Text extract ->
* Start *
You are viewing a plain text version of this content. The canonical link for it is here.
Posted to dev@lucene.apache.org by Tiago Silveira <ti...@commworld.de> on 2006/02/22 11:29:46 UTC
wildcard search with variable length
IMHO, using "cat cat?" or even "cat cat? cat??" is so simple that it doesn't
justify keeping the old, undocumented, arguably incorrect behavior.
Regards,
Tiago Silveira
-----Ursprüngliche Nachricht-----
Von: Terry Steichen [mailto:terry@net-frame.com]
Gesendet: Mittwoch, 22. Februar 2006 05:10
An: java-dev@lucene.apache.org
Betreff: Re: Lucene 1.9 RC1 release available
1) Having a simple way to match singular and plural forms of a term with
a single wildcard expression is quite useful.
2) The trailing '?' behavior has been present since that wildcard was
first introduced. Why not provide a flag to allow the original behavior
to optionally be preserved?
3) The fact that virtually no one objected to the original behavior
suggests that few if any were confused by it.
Chris Hostetter wrote:
>: In either case, what I'm arguing is that the current behavior makes more
>: sense in the real world of query expressions (that is, makes the most
>: common query expressions simpler), so why not continue it?
>
>I disagree with that statment. People familiar with shell globing are
>going to be confused if "riot??????????????????????" matches "riot" and
>"riotXXX".
>
>
---------------------------------------------------------------------
To unsubscribe, e-mail: java-dev-unsubscribe@lucene.apache.org
For additional commands, e-mail: java-dev-help@lucene.apache.org
---------------------------------------------------------------------
To unsubscribe, e-mail: java-dev-unsubscribe@lucene.apache.org
For additional commands, e-mail: java-dev-help@lucene.apache.org
Re: wildcard search with variable length
Posted by DM Smith <dm...@gmail.com>.
* End *
Written instruction A ->
Edit the wildcard search thread from the words containing "You are viewing" through "is quite useful.", changing "wildcard" to "pattern".
Written instruction B ->
Write the next part of the mailing-list thread on wildcard search, starting after its last line.
The entries have no role here.

[Data listing]
* Start *
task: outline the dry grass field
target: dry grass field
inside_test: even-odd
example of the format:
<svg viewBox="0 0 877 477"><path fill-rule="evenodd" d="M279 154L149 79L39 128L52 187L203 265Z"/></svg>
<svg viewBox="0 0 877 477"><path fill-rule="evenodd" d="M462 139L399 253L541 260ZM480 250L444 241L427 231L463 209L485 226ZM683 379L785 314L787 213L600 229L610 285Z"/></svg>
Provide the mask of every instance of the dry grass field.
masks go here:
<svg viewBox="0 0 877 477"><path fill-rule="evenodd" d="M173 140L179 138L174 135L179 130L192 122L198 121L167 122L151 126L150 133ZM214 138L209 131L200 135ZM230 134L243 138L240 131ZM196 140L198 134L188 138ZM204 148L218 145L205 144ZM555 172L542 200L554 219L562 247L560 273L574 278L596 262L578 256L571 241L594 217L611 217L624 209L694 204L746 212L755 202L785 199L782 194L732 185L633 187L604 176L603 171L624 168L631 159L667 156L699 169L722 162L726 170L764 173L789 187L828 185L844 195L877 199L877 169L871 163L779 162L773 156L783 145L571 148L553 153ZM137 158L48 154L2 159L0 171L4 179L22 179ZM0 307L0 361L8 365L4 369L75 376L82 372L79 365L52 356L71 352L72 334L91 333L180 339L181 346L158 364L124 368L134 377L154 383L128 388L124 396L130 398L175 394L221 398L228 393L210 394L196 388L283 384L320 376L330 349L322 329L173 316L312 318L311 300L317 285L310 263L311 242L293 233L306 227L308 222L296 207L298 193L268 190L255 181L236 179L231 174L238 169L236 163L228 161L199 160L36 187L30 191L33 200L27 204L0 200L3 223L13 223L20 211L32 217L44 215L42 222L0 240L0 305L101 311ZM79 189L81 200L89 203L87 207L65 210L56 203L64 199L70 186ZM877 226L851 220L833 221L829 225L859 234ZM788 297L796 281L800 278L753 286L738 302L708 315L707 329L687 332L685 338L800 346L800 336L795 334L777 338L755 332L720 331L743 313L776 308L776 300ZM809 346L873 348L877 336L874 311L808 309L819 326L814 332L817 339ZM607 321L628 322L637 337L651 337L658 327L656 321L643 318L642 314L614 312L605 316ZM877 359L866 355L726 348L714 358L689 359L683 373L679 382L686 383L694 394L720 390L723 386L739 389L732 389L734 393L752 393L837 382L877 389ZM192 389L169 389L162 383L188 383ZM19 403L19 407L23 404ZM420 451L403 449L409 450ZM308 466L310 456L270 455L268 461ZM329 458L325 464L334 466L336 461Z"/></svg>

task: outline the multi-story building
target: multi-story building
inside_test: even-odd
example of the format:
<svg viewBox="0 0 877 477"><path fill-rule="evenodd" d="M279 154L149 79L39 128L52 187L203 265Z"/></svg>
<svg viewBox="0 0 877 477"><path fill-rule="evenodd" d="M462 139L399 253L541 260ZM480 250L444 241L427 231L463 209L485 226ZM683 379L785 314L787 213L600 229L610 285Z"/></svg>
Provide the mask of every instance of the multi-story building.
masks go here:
* End *
* Start *
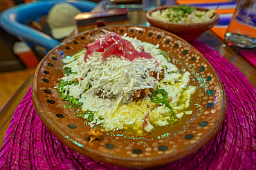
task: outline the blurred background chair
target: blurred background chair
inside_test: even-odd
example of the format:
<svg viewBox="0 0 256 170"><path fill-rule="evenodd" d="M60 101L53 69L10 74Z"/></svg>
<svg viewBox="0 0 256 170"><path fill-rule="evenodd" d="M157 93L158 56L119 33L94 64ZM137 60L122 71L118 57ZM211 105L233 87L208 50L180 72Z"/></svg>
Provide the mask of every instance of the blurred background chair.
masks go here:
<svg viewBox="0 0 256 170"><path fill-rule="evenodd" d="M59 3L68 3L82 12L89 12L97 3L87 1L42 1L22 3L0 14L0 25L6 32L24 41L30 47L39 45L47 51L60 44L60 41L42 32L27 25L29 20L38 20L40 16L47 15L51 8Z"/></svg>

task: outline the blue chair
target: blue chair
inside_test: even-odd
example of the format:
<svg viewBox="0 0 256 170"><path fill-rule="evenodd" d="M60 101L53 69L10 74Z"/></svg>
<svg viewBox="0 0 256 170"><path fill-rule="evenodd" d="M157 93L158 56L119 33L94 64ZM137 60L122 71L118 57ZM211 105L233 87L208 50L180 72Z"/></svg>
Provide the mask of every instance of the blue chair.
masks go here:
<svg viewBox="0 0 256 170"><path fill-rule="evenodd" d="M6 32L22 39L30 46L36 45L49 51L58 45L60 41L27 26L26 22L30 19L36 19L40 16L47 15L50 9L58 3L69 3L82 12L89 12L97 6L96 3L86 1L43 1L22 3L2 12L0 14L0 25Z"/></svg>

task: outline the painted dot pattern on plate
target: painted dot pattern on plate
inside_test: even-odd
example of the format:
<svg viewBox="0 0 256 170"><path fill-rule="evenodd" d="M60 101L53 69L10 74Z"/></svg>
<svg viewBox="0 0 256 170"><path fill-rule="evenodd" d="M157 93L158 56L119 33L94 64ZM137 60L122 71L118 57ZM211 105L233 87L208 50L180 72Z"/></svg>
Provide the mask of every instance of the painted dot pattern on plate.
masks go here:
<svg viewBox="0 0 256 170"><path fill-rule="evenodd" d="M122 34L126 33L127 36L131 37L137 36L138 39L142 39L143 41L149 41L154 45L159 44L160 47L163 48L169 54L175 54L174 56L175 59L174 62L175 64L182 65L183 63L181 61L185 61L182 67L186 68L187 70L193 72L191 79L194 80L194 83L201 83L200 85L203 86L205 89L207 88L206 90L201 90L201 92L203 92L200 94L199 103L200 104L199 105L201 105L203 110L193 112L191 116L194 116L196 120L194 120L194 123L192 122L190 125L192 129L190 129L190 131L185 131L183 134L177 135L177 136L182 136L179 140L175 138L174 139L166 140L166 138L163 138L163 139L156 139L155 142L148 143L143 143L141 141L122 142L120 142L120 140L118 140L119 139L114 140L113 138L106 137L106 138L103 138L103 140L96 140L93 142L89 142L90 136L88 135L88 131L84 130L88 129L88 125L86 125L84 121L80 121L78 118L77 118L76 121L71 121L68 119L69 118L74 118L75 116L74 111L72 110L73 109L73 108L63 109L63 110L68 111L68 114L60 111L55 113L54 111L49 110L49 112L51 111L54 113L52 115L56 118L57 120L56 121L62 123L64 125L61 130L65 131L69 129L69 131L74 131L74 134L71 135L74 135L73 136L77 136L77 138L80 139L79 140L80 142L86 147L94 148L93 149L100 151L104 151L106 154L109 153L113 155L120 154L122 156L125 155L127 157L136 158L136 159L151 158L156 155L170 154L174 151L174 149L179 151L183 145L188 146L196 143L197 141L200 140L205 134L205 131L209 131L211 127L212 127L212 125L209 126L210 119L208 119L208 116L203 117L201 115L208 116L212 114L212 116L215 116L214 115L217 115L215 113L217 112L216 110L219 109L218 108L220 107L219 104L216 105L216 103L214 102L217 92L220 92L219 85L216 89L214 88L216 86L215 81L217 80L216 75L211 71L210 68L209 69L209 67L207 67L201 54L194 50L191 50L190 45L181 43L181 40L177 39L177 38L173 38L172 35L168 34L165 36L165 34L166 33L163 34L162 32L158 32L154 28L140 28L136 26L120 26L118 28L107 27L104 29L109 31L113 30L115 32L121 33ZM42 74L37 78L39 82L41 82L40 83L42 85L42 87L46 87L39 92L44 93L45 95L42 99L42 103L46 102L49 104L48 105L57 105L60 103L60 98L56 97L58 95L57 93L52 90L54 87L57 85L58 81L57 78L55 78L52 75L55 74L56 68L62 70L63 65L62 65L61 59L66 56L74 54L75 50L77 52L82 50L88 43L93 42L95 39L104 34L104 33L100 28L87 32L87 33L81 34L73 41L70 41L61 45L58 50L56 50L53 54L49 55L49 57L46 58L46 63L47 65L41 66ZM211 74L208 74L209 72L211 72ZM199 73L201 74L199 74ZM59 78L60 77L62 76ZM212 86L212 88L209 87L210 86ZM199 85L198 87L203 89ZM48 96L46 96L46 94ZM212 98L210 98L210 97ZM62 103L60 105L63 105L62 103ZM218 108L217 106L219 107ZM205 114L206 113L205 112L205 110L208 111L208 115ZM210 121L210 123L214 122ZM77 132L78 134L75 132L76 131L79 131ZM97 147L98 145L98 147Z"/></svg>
* End *
* Start *
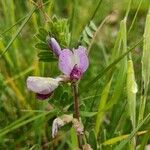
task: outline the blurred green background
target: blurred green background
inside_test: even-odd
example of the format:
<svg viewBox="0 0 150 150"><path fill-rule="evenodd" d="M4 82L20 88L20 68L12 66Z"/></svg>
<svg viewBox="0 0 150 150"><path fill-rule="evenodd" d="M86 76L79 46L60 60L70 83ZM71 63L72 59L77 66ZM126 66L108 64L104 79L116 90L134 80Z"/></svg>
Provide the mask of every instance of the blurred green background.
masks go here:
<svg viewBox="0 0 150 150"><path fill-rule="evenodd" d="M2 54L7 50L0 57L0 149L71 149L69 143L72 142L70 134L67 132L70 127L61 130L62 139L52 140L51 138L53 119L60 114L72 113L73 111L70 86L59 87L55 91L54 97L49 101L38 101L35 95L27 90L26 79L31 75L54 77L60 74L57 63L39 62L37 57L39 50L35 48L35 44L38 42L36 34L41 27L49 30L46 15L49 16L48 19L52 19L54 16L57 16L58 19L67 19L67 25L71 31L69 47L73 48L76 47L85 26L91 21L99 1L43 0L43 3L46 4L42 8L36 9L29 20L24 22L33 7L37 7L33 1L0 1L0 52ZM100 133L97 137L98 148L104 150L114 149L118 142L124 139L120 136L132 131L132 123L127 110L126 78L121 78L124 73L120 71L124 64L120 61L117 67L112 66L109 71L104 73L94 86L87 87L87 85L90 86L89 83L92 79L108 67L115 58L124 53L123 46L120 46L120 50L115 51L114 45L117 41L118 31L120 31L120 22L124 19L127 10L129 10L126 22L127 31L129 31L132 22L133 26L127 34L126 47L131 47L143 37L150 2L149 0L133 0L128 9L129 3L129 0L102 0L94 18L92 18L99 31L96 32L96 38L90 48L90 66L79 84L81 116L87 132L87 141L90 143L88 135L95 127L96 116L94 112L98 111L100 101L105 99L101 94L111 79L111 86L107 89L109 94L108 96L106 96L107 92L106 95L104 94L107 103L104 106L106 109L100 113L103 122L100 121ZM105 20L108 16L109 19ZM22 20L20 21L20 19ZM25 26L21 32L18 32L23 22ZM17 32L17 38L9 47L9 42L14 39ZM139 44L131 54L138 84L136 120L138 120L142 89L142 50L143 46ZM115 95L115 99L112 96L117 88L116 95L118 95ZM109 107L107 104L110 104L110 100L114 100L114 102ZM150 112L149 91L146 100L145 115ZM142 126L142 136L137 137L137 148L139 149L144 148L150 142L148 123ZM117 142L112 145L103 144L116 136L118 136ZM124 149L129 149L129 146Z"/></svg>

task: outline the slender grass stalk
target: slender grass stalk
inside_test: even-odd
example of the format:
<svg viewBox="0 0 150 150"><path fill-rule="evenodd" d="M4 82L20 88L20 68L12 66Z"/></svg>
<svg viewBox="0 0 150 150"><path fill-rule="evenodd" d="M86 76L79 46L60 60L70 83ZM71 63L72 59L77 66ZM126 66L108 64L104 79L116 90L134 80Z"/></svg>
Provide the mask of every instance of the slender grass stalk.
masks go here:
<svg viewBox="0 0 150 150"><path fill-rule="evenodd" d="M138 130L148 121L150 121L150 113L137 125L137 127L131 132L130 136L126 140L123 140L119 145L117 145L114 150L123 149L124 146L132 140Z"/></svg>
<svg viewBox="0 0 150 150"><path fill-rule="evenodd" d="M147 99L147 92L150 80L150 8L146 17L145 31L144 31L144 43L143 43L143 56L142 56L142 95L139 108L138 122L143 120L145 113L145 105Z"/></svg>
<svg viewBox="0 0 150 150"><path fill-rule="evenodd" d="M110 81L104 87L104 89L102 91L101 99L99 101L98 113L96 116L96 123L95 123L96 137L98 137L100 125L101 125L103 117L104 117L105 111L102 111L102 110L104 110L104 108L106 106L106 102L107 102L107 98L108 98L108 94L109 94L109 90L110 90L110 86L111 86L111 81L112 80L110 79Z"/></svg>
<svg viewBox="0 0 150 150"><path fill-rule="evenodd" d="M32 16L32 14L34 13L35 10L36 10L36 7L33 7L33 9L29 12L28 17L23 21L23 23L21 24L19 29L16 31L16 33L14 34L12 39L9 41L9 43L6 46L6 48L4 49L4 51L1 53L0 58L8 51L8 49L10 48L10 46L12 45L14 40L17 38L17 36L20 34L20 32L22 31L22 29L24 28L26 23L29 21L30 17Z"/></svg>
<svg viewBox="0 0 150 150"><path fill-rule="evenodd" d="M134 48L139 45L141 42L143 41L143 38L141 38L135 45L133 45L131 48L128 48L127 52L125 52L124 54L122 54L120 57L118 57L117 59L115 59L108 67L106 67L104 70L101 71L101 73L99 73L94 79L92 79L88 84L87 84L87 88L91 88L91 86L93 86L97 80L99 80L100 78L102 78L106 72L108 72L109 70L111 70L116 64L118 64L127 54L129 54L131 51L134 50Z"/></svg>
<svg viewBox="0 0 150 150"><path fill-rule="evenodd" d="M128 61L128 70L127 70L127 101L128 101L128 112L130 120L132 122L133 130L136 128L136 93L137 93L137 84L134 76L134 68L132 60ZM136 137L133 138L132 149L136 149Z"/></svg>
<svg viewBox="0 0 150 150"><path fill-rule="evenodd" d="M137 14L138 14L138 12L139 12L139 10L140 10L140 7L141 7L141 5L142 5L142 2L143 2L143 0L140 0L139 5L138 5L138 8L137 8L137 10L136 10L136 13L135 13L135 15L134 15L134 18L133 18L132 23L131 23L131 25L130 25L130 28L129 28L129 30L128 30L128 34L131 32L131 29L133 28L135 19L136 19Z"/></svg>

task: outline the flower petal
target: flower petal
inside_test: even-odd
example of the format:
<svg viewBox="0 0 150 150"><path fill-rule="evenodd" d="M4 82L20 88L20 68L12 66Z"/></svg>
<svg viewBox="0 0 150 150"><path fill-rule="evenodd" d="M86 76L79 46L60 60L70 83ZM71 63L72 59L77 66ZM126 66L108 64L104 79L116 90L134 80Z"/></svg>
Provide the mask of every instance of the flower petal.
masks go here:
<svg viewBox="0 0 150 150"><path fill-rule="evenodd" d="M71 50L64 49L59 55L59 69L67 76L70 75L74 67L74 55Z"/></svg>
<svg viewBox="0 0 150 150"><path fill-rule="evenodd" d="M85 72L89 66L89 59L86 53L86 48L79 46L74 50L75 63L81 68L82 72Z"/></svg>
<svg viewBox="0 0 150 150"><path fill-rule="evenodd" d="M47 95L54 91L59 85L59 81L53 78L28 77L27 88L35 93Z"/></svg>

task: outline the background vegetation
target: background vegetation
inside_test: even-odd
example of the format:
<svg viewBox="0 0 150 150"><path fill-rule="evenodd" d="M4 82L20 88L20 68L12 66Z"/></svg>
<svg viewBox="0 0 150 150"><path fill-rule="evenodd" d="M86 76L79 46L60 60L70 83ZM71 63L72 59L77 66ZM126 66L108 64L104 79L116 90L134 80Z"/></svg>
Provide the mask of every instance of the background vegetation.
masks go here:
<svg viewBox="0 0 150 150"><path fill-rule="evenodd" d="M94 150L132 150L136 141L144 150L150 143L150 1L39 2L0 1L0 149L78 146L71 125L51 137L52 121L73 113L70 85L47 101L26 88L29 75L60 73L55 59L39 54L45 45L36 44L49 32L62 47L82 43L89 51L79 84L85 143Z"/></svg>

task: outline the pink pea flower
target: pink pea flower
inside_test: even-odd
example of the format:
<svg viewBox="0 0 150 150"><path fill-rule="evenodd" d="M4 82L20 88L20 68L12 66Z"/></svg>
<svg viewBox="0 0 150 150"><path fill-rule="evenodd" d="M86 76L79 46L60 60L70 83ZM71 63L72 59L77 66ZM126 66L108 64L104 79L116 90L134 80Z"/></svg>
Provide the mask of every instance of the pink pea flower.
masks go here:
* End *
Task response A ->
You are viewing a plain text version of this content. The canonical link for it is here.
Posted to dev@lucene.apache.org by Tiago Silveira <ti...@commworld.de> on 2006/02/22 11:29:46 UTC
pattern search with variable length
IMHO, using "cat cat?" or even "cat cat? cat??" is so simple that it doesn't
justify keeping the old, undocumented, arguably incorrect behavior.
Regards,
Tiago Silveira
-----Ursprüngliche Nachricht-----
Von: Terry Steichen [mailto:terry@net-frame.com]
Gesendet: Mittwoch, 22. Februar 2006 05:10
An: java-dev@lucene.apache.org
Betreff: Re: Lucene 1.9 RC1 release available
1) Having a simple way to match singular and plural forms of a term with
a single pattern expression is quite useful.

Task response B ->
John Haxby wrote:
> Doug Cutting wrote:
>
>> DM Smith wrote:
>>
>>> Personally, I don't want an either/or. I want a both/and. Modern
>>> unix shells provide both/and, albeit with different syntax.
>>>
>>> I see this more as a feature request than an argument as to the
>>> usefulness or properness of either. Both are useful. Both are
>>> proper. Both are intuitive. Both are counterintuitive. It all
>>> depends on your "tradition".
>>
>> +1
>>
>> Doug
>>
> Doesn't the RegexQuery do this for you?
>
> jch
I have not looked at it (yet). If so, that would be the "both/and".
---------------------------------------------------------------------
To unsubscribe, e-mail: java-dev-unsubscribe@lucene.apache.org
For additional commands, e-mail: java-dev-help@lucene.apache.org
Re: wildcard search with variable length
Posted by John Haxby <jc...@scalix.com>.
Doug Cutting wrote:
> DM Smith wrote:
>
>> Personally, I don't want an either/or. I want a both/and. Modern unix
>> shells provide both/and, albeit with different syntax.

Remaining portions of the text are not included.